Следовательно, надо созидать и отыскивать в жизни типы положительные – этого же убеждения, вместе с г. Львовым и его последователями, держится и г. Ф. Н. Устрялов. Чтобы доказать эту истину, он в 1862 г. написал комедию «Слово и дело», в которой изобразил, что нынешние молодые люди совсем не имеют в себе ничего подозрительного, что, напротив того, это просто малые дети, любящие читать книжки. Мысль эта до того ему понравилась, что в нынешнем году он решился подкрепить ее новою пятиактною комедией, которой заглавие выписано выше. Эта комедия так же, как и первая, написана на тему неподозрительности, с тою только разницей, что в первой комедии герой ее, Вертяев, доказывает свою неподозрительность тем, что занимается какою-то «наукой», а во второй – некто Зарновский ту же неподозрительность доказывает тем, что едет в Сибирь в качестве управляющего золотыми приисками с жалованьем в пять тысяч рублей. В обоих случаях г. Устрялов говорит: нет, мы не отрицатели и не разрушатели, но скромные созидатели, действующие иногда по рецепту «Русского слова», а иногда по рецептам «Русского вестника».

Но расскажем содержание новой комедии.

Сцена открывается в семействе Возницыных, состоящем из Петра Степановича, жены его Марьи Васильевны, и дочери их Верочки; к этому же семейству прикомандирован в качестве родственника и благодетельного гения отставной капитан Платон Степаныч Возницын. Нравы у этих людей следующие: Петр Степаныч – дурак; Марья Васильевна – дура; Верочка – глупа, но может в конце пьесы исправиться; Платон Степаныч – едва ли не глупее прочих, но в нем глупость умеряется добродетелью и вследствие того приобретает вид еще более тошный. При открытии занавеса лица эти занимаются разговором о том, что пора выдать Верочку замуж и что имеется уже в виду достойный жених в лице Николая Алексеича Зарновского, у которого хорошее место по службе и который «должен скоро выиграть процесс и сделаться миллионером». Поговоривши, эти люди расходятся, кроме Платона Степаныча, который выпытывает у Верочки ее тайну и узнает, что Зарновский ей не противен. При этом оказывается, что Верочка воспитывалась в институте и до того уже невинна, что даже не знает, что «в жизни не одни туфли бывают». Платон Степаныч, с своей стороны, тоже не может растолковать, что́ такое бывает в жизни, кроме туфель, и таким образом разговор мог бы принять самые умопомрачительные формы, если б он не был прерван приездом Зарновского и его начальника, барона Талецкого. Нравы сих новых людей таковы: Зарновский – умен, приветлив, бескорыстен, обладает хорошим слогом и жаждет заняться «делом»; Талецкий – пронырлив, любит полиберальничать, но в сущности взяточник. Затем приезжают еще: Данкова, племянница Талецкого, женщина легкого поведения, и некто Стожников, молодой человек окончательно малоумный. Все эти лица несколько времени между собой разговаривают и разъезжаются. Первое действие кончено.

▶ _Условие задания_
Назовите всех персонажей, которые по тексту для чтения приезжают к Возницыным в первом действии новой комедии.

▶ _Фрагменты материала_
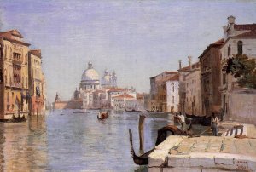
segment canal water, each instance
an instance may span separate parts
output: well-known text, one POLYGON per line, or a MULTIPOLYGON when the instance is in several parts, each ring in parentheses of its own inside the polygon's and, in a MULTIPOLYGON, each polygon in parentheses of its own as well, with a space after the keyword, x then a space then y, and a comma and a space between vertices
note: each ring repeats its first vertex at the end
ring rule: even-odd
MULTIPOLYGON (((128 129, 138 152, 142 112, 49 112, 23 123, 0 123, 0 171, 147 171, 134 164, 128 129)), ((172 123, 171 114, 146 114, 145 152, 154 146, 157 129, 172 123)))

▶ _Решение задания_
Николай Алексеич Зарновский, барон Талецкий, Данкова, Стожников.